[Document segment]
* * * * * * *
In Hartney Fuel Oil Co. v. Hamer,1 the Illinois Supreme Court affirmed in part, and reversed in part, an Illinois Appellate Court decision2 involving the proper sourcing of the sales of an Illinois motor fuel retailer. The Court held that Hartney Fuel Oil Company complied with the applicable Illinois regulations when it sourced its sales to the location of purchase order acceptance. However, the Court prospectively struck down the Illinois regulation relied upon by Hartney, ruling that the regulation exceeded the statutory authority of the Illinois Department of Revenue.

Retailers’ Occupation Tax

Illinois retailers of tangible personal property are subject to a state-level Retailers’ Occupation Tax (ROT), as well as locally-imposed ROTs. The imposition of local ROTs is not uniform within the state. In some jurisdictions, the combination of state and locally-imposed taxes can approach 9.5 percent, while in other jurisdictions no local taxes are imposed and the rate consists only of the state rate, 6.25 percent. Unlike most other states, Illinois law provides that sales are sourced to the location of the seller. The Illinois sourcing regime, the disparity in rates between locations, and the manner in which the Illinois sourcing regulations have traditionally sourced sales resulted in planning opportunities for Illinois retailers who wished to attempt to minimize their tax rate.


Hartney operated a retail fuel oil sales business with a home office in Forest View, Illinois. From this office, Hartney solicited customers, set and communicated prices, and performed various administrative tasks necessary to operate the business. This location also housed a wholly-owned transportation company, Energy Transport, which delivered the fuel sold by Hartney. In addition to the office in Forest View, Hartney also maintained a satellite sales office located in Mark, Illinois. The sales tax rate in Mark, Illinois at 6.25 percent was 2.5 percent lower than the rate in Forest View. To staff its sales office, Hartney contracted with an existing business to provide a part-time clerk and limited office space to accept fuel orders. Hartney utilized this approach in an attempt to ensure that order acceptance occurred in a location with a low sales tax rate.

The sales office in Mark, Illinois processed two types of transactions. The first were daily orders, which usually came from customers who would order a fixed amount of fuel oil delivered to a specific location. Once the clerk received a daily order, the clerk checked the customer name against a list of credit-approved customers supplied by Hartney. If the customer was on the approved list, the clerk forwarded the order to Energy Transport for delivery of the fuel. Other than providing the list of credit approved customers, Hartney had no other role in accepting or processing these daily orders.
* * * * * * *
[Short exercise a] Can you reproduce, verbatim, the entries running from the line containing "boxsearch red locomotive --return coords" through the last line of the entries, with both ends included?
The text above and the entries after it come from unrelated sources.
* * * * * * *
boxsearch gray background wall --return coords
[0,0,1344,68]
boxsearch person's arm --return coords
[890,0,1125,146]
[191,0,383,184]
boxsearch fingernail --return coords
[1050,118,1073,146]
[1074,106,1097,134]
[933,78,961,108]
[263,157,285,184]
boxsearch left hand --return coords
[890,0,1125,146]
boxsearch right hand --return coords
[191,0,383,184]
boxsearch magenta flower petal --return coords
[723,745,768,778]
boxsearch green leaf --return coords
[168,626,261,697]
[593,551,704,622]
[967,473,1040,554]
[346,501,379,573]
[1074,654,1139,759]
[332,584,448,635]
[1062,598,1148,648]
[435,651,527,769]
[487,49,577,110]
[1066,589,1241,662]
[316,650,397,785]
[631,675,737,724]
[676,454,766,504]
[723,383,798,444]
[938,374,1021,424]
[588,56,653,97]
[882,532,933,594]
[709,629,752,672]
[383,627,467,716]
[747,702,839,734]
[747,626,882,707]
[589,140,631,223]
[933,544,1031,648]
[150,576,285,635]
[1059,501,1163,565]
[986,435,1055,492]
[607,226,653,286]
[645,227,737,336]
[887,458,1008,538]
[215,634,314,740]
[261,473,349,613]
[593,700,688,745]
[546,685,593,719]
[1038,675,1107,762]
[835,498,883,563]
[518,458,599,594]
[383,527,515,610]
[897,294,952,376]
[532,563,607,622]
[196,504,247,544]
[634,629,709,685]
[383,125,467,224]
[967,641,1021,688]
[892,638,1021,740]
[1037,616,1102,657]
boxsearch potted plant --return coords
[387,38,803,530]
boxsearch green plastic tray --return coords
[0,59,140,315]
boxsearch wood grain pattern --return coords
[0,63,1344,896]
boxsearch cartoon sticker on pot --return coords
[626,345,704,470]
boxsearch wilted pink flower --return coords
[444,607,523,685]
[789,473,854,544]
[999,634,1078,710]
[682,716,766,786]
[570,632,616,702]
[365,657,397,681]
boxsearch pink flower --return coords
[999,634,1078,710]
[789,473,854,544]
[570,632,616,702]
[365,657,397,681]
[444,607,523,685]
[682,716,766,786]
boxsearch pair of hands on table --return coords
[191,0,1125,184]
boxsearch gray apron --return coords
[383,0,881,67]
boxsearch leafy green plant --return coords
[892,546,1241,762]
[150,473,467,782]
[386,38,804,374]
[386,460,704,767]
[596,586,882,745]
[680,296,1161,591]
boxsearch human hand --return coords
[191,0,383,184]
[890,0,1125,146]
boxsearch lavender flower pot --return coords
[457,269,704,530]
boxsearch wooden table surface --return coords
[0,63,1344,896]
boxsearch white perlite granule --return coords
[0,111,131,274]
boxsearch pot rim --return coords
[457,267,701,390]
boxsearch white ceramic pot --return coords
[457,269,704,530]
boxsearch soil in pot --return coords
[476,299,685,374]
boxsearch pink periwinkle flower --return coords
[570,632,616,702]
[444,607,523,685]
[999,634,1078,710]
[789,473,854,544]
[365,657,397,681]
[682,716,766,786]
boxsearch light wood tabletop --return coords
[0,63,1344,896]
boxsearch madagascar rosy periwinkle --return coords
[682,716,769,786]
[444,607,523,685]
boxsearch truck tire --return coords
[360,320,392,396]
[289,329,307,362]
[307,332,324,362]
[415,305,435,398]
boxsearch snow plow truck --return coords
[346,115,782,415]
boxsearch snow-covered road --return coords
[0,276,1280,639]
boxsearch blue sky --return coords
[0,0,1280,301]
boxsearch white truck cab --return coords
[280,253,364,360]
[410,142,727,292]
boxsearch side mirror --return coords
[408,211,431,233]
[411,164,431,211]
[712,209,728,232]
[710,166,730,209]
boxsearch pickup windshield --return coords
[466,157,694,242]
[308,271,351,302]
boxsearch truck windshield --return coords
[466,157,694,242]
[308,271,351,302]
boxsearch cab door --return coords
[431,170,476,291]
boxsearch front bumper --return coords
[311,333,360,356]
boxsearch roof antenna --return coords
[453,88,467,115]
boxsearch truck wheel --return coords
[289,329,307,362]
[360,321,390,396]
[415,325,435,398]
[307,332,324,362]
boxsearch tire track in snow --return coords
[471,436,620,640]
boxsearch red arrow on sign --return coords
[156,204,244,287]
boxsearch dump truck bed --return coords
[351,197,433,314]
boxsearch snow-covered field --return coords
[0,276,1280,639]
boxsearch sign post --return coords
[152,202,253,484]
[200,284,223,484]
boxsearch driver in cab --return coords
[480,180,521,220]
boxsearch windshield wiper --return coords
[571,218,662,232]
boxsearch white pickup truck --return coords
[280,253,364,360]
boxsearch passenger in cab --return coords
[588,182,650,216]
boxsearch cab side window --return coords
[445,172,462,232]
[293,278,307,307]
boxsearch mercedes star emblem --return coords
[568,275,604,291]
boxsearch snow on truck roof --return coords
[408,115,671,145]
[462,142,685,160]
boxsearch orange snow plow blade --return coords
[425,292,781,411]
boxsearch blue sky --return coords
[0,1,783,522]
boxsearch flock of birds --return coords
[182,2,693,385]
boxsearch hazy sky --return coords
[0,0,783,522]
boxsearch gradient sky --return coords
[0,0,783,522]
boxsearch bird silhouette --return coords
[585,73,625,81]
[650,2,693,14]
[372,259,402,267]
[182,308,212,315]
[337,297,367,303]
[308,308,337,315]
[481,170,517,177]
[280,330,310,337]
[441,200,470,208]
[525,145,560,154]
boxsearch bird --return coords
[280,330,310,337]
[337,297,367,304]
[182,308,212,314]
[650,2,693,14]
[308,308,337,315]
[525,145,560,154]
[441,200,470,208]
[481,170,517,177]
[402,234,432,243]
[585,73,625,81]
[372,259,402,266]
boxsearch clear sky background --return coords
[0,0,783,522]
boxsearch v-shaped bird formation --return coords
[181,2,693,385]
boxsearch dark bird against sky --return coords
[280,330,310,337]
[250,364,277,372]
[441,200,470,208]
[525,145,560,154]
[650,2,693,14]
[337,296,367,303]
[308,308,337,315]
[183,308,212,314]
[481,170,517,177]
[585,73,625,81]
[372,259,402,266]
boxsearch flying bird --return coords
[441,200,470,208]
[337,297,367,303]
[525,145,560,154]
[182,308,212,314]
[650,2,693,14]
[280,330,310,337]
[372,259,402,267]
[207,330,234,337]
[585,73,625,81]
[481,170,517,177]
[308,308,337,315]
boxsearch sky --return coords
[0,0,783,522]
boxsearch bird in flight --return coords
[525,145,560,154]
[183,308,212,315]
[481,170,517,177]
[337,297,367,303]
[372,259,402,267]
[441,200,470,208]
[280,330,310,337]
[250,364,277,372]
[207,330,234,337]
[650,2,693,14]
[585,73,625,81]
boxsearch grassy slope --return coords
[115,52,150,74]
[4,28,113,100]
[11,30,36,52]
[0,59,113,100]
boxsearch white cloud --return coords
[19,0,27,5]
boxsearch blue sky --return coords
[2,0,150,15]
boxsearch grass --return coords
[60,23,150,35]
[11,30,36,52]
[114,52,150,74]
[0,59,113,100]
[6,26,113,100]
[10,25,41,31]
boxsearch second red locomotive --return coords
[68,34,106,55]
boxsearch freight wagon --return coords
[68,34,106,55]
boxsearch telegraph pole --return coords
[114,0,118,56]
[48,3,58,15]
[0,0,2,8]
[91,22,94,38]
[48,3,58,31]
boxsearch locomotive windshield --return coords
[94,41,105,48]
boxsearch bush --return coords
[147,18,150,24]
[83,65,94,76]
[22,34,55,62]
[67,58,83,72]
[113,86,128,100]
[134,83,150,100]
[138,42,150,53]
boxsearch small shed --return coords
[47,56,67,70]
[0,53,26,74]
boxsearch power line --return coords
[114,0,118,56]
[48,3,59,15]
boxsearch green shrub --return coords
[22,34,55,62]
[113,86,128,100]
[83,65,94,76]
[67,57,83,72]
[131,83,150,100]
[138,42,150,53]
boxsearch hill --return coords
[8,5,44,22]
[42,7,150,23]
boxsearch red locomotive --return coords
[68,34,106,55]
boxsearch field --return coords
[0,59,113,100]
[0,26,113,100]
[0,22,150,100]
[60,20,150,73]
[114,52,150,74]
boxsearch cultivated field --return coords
* * * * * * *
[Short exercise b] Would you pick up the Hartney Fuel Oil tax ruling text after its final sentence and keep it going?

[Written response a]
boxsearch red locomotive --return coords
[68,34,106,55]
boxsearch field --return coords
[0,59,113,100]
[0,26,113,100]
[0,22,150,100]
[60,20,150,73]
[114,52,150,74]
boxsearch cultivated field --return coords

[Written response b]
The second type of order processed by the sales office related to long-term requirements contracts. These contracts consisted of “keep full” agreements under which Hartney was responsible for monitoring and filling customer fuel tanks. Hartney’s president negotiated these agreements and instructed the customer to sign and mail the contract to the sales office located in Mark. Hartney’s president would then travel to the Mark sales office and sign the contract. The contract was stored at the sales office with a copy sent to the customer and the home office. Energy Transport or another common carrier would then regularly monitor and fill the customer’s tanks and transmit this information to the home office in Forest View for invoicing.

By conducting its business in this manner, Hartney was able to compete with other fuel suppliers that only charged 6.25 percent on their fuel deliveries. These competitors operated outside Illinois or within other low-tax rate local jurisdictions within Illinois.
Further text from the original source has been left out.